═════ Data lines
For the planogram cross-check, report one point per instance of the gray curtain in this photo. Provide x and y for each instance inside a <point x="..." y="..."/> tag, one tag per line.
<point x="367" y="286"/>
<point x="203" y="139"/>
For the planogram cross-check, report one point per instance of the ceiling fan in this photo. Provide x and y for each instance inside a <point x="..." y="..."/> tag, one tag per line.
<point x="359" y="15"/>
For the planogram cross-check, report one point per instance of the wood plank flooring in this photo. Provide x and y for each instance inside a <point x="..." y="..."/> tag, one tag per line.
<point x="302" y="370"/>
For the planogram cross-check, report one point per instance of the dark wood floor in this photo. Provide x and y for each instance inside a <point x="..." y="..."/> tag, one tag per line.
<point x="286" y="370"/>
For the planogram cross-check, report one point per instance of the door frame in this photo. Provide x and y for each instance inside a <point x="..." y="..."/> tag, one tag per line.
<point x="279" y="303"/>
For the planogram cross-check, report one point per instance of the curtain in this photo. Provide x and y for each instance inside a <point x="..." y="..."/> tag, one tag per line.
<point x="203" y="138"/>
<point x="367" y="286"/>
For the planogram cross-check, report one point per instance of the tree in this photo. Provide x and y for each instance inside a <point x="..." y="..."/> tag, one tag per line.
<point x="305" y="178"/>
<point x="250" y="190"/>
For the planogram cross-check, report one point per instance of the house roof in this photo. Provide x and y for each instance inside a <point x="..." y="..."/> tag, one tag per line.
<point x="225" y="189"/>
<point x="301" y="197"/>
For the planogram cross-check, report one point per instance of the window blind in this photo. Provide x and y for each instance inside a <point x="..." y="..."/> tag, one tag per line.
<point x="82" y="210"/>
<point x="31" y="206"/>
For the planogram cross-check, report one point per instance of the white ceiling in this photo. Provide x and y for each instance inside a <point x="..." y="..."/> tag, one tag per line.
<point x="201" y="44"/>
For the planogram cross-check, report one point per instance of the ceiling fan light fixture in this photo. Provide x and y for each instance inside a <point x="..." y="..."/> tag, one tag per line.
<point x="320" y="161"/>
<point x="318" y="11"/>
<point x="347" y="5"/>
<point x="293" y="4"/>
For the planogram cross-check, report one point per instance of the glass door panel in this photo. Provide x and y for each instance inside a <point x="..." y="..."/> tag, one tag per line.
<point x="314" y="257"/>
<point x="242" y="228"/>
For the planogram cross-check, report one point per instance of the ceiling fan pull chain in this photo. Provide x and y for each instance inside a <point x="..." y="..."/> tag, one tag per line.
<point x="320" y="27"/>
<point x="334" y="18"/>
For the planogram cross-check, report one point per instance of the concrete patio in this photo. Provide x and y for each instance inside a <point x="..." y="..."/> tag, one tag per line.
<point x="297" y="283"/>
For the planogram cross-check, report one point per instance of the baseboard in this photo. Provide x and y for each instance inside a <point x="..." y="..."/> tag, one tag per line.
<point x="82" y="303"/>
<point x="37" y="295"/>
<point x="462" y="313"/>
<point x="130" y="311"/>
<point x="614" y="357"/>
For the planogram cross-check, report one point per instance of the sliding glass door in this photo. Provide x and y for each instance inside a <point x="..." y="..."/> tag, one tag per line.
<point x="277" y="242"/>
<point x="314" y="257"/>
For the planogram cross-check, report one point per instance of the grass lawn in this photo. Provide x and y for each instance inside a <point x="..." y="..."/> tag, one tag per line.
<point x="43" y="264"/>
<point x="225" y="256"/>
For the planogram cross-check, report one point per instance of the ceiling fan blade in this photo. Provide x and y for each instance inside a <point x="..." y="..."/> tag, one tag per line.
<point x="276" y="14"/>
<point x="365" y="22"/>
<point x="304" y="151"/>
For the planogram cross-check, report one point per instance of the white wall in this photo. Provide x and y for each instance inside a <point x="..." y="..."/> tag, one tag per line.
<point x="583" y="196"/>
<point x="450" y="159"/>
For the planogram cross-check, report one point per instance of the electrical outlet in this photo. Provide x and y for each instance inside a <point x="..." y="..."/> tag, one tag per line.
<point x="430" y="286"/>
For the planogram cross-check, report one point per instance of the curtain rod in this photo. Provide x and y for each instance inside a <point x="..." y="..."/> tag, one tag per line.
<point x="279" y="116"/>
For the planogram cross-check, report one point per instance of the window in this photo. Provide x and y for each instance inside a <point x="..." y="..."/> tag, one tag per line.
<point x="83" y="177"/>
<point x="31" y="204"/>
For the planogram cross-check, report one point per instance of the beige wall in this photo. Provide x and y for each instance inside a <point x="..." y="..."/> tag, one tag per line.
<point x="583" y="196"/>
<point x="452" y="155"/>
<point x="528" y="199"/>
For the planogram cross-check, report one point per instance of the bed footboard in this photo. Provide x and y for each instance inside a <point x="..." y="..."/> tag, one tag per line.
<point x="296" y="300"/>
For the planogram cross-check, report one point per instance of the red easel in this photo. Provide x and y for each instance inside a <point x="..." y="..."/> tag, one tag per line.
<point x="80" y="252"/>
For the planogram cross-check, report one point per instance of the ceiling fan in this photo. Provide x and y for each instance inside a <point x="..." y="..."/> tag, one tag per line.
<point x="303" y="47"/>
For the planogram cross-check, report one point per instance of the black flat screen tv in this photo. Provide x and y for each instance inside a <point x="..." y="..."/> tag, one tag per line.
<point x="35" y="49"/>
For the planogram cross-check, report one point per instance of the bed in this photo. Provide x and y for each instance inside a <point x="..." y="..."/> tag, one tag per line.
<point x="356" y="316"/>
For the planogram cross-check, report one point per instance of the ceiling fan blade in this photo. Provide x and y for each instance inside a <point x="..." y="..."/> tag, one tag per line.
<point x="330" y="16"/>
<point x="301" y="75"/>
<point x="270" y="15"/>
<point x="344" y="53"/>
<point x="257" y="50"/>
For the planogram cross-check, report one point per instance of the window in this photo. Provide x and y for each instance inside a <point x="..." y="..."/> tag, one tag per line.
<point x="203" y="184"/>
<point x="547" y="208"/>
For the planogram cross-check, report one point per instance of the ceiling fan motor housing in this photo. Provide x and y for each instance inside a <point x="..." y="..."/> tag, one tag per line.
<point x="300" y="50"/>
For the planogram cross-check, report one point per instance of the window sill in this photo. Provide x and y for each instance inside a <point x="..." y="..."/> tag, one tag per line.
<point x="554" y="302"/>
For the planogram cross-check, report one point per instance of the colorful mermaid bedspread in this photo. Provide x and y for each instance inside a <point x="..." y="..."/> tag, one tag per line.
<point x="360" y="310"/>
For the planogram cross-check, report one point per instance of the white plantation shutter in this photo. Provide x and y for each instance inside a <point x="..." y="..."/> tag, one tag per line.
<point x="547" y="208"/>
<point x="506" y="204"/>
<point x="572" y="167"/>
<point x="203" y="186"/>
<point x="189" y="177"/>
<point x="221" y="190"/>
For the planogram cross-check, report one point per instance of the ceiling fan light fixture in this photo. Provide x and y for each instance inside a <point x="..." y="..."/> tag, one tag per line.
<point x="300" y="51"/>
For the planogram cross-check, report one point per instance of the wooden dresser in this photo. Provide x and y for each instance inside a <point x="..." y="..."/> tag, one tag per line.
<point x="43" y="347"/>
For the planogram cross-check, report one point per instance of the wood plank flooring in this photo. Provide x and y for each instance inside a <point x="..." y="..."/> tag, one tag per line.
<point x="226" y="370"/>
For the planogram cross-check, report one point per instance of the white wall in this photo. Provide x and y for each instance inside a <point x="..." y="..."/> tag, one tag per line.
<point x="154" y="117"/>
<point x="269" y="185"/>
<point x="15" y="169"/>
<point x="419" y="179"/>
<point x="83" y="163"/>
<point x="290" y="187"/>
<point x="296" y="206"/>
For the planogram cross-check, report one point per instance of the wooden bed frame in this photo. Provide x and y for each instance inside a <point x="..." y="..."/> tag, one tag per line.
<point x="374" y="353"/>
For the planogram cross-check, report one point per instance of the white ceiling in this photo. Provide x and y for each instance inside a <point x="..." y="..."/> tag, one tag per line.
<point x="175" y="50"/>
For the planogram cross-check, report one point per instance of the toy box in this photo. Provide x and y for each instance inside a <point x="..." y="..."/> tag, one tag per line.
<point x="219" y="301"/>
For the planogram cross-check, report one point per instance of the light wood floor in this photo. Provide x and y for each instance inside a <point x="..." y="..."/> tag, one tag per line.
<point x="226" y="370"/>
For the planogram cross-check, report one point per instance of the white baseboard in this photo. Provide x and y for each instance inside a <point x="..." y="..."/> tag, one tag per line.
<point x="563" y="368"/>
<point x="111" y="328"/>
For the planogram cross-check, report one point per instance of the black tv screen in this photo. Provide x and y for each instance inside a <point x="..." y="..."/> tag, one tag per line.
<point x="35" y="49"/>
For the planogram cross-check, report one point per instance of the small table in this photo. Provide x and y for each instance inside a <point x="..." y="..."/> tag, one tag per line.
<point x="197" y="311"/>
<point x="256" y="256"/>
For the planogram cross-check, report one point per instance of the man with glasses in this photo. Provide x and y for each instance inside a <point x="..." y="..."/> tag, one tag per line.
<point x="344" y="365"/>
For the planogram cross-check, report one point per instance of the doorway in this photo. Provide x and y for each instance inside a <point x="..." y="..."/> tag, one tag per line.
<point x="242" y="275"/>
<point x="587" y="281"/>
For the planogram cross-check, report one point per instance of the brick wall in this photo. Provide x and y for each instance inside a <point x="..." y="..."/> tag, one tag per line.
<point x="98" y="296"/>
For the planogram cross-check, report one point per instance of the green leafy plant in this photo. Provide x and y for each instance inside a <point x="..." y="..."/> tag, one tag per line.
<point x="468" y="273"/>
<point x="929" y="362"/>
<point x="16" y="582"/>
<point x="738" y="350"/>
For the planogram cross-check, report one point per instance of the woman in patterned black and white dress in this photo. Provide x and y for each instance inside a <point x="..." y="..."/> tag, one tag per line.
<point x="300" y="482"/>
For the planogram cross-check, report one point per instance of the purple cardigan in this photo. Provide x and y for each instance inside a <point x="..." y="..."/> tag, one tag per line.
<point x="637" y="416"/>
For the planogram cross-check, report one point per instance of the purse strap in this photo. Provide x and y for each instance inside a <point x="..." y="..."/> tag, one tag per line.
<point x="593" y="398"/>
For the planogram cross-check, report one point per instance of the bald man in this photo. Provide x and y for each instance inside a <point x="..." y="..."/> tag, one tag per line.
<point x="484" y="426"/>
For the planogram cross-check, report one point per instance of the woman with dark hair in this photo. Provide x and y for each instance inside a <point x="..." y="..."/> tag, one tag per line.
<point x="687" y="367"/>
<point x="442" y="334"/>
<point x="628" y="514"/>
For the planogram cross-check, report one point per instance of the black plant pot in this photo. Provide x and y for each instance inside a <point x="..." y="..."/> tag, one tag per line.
══════════
*Exercise goal:*
Set down, exactly and in full, the lines from the one containing "of the bald" through the end of the entries; no other line belongs.

*The reply:*
For the planogram cross-check, report one point per instance of the bald man in this photo. Provide x and y for each instance inside a <point x="..." y="..."/> tag, one tag per line.
<point x="484" y="426"/>
For the planogram cross-check, report one point per instance of the woman with dark hair in this photo. Provide x and y for each instance inside a <point x="..." y="..."/> tag, one tag per line.
<point x="687" y="367"/>
<point x="442" y="334"/>
<point x="628" y="514"/>
For the planogram cross-check, report one point per instance of the black plant pot in this photo. Provide x and y for each instance inside a <point x="..." y="..."/> tag, one tag per line.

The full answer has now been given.